§ **Work task**: Could you retype every line below exactly, omitting the images?

:: Data shown ::

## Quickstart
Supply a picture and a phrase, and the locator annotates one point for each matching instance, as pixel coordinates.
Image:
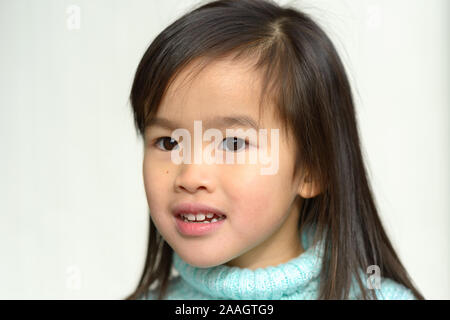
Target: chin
(202, 260)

:::

§ **Exercise answer**:
## Quickstart
Supply a picture and a phrase, and the locator annotates one point for each matching instance, as pixel coordinates.
Image:
Target: chin
(202, 260)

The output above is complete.